Source data:
══════════

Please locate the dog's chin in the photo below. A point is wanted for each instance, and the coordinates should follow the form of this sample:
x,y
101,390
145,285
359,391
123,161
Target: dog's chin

══════════

◆ Given task: Render the data above as a numbered list with one line per item, and leave out any blank lines.

◆ Correct result:
1. Please locate the dog's chin in the photo below. A point is wanted for each instance, and the coordinates should follow the form of this sample:
2. x,y
3. 101,390
4. 145,285
5. 359,391
6. 123,161
7. Target: dog's chin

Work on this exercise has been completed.